After doing my research I was left with 3 DAW's I was really interested about for completely different reasons:
1. Presonus Studio One (it's workflow and aesthetics are the closest to Sonar with a bit of twist)
2. Cockos Reaper (I just loved the price-value ratio, and the idea of a super configurable DAW)
3. Bitwig Studio (I loved the potential of a completely new way of creative workflow compared to Sonar - arranger vs clip launcher /natively modular concept etc -)

After playing around with all 3 demo versions a bit (I have to say huge respect is due to Cockos for giving us a fully functional demo of Reaper, amazing company philosophy in this day and age :tu: ) here is what happened.
I've fell in love with Bitwig! :love: I've spent roughly 3 full days (8-10 hours a day) watching tutorials, trying out different things and now I'm enjoying myself working in this new environment enormously.
Everyone seems to be really scared of the amount of "relearning" involved when moving from one DAW to another, but it seems if you're comfortable in one DAW than a few days will be enough to migrate to any good DAW.
I'm a professional drummer, also playing the piano :band: . I'm used to work in my studio in a "linear way" very much with an instrumentalist/composer mindset. I'm usually excited about technology when it doesn't try to copy "reality" but rather when it does stuff that are either not possible or very difficult/time consuming to do otherwise. As a DAW, Bitwig is as exciting and as much fun and as much of a creativity booster as my first encounter with Propellerhead Reason was in 2001.

RECORDS SHOWN:
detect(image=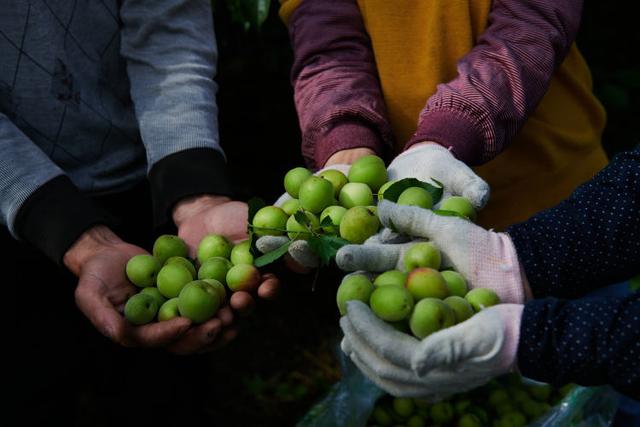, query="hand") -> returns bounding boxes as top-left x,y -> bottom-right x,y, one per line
336,200 -> 532,304
387,141 -> 489,210
340,301 -> 524,401
173,195 -> 280,314
256,164 -> 351,273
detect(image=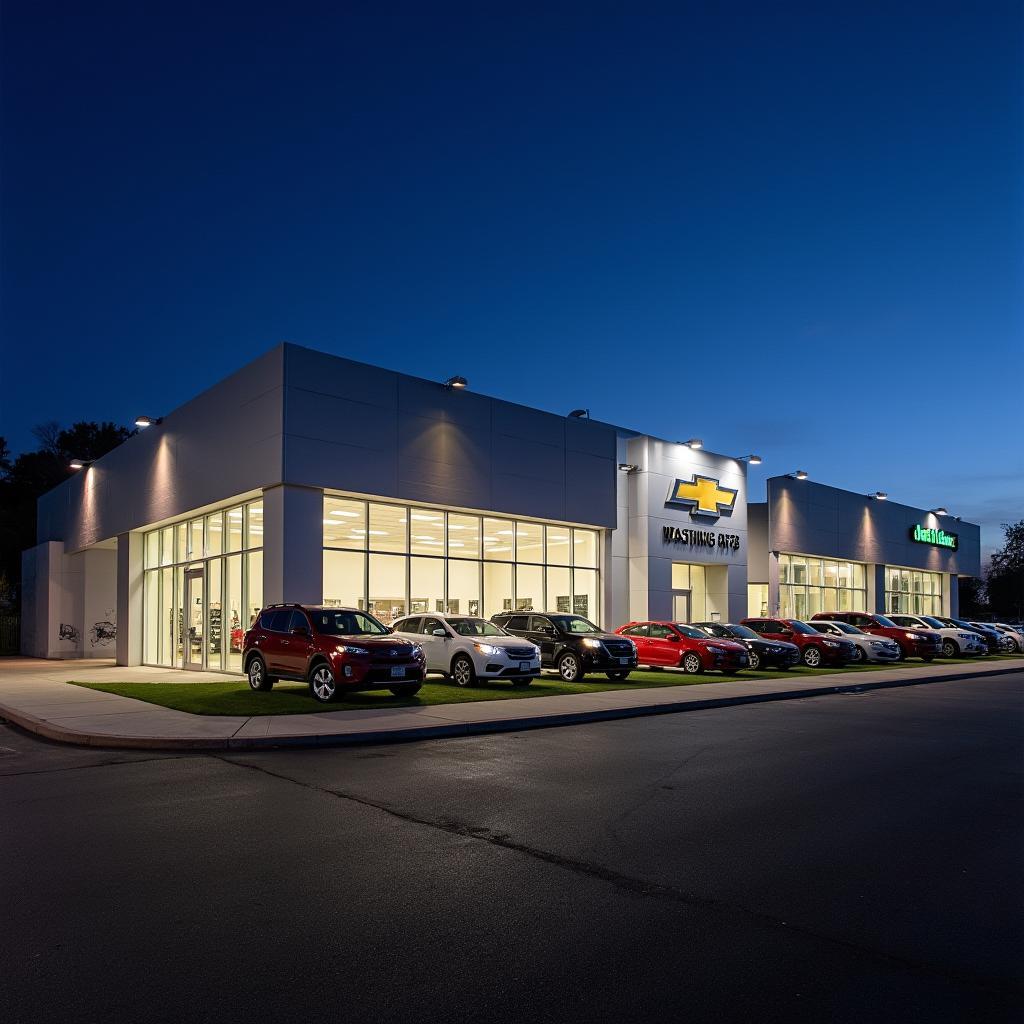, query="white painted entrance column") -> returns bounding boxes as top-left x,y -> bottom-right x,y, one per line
263,483 -> 324,604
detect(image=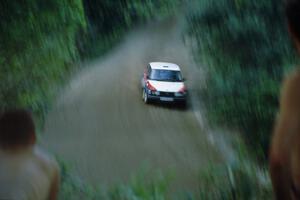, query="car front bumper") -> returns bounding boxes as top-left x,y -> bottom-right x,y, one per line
147,90 -> 187,102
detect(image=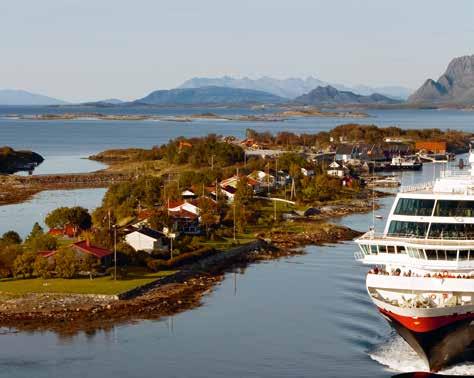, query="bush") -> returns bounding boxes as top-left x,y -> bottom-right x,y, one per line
54,248 -> 79,278
13,252 -> 36,278
33,256 -> 52,278
106,266 -> 128,280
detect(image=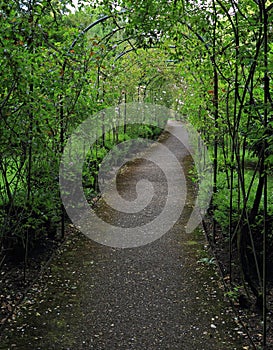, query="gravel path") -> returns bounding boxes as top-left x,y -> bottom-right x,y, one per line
0,124 -> 251,350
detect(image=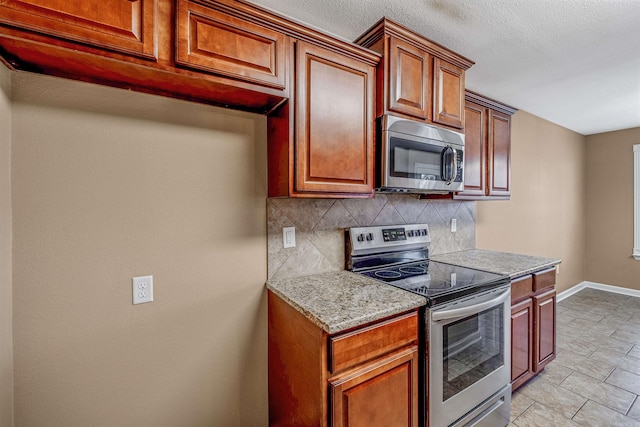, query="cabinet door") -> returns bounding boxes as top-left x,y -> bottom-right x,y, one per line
511,298 -> 534,390
433,58 -> 464,129
294,42 -> 375,195
329,346 -> 418,427
458,102 -> 487,196
533,289 -> 556,372
488,110 -> 511,197
0,0 -> 158,59
388,37 -> 431,120
176,0 -> 287,89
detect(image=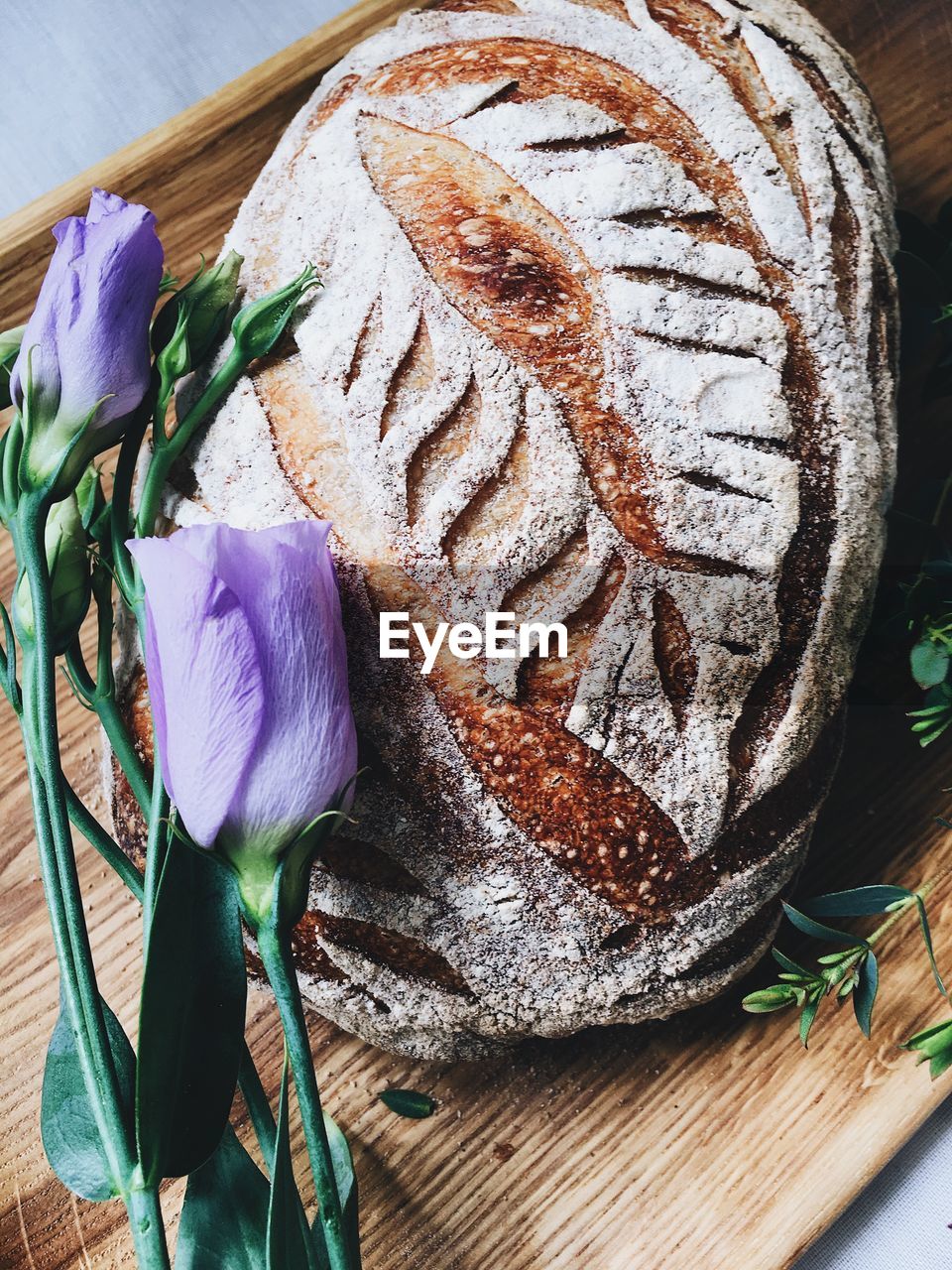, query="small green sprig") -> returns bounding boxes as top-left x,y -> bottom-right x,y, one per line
742,883 -> 952,1051
879,199 -> 952,747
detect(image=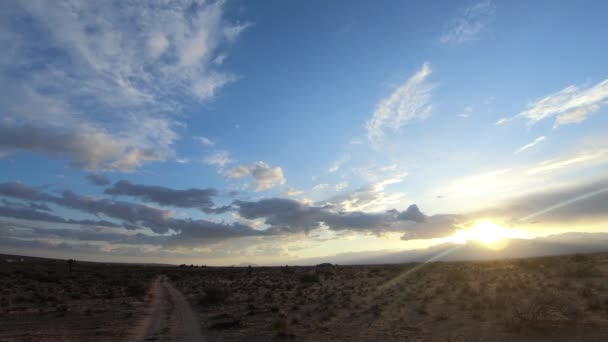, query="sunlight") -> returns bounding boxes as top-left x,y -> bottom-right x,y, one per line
451,221 -> 524,248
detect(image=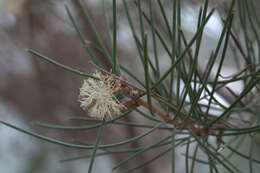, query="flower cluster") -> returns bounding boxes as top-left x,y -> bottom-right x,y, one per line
79,72 -> 125,119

ACTIONS TO TAKE:
1. Return the forum post's passage from "3. Bitwig Studio" to "is what happened.".
2. Summarize the forum post in two sentences.
The rows were taken from a separate source.

SOLUTIONS TO THE EXERCISE:
1.
3. Bitwig Studio (I loved the potential of a completely new way of creative workflow compared to Sonar - arranger vs clip launcher /natively modular concept etc -)

After playing around with all 3 demo versions a bit (I have to say huge respect is due to Cockos for giving us a fully functional demo of Reaper, amazing company philosophy in this day and age :tu: ) here is what happened.

2. After researching, the writer narrowed the choice to three DAWs, Presonus Studio One, Cockos Reaper and Bitwig Studio, and after trying their demos fell in love with Bitwig, spending about three full days learning it. The writer, a professional drummer who also plays piano, argues that a few days are enough to migrate between good DAWs and finds Bitwig as exciting a creativity booster as a first encounter with Propellerhead Reason in 2001.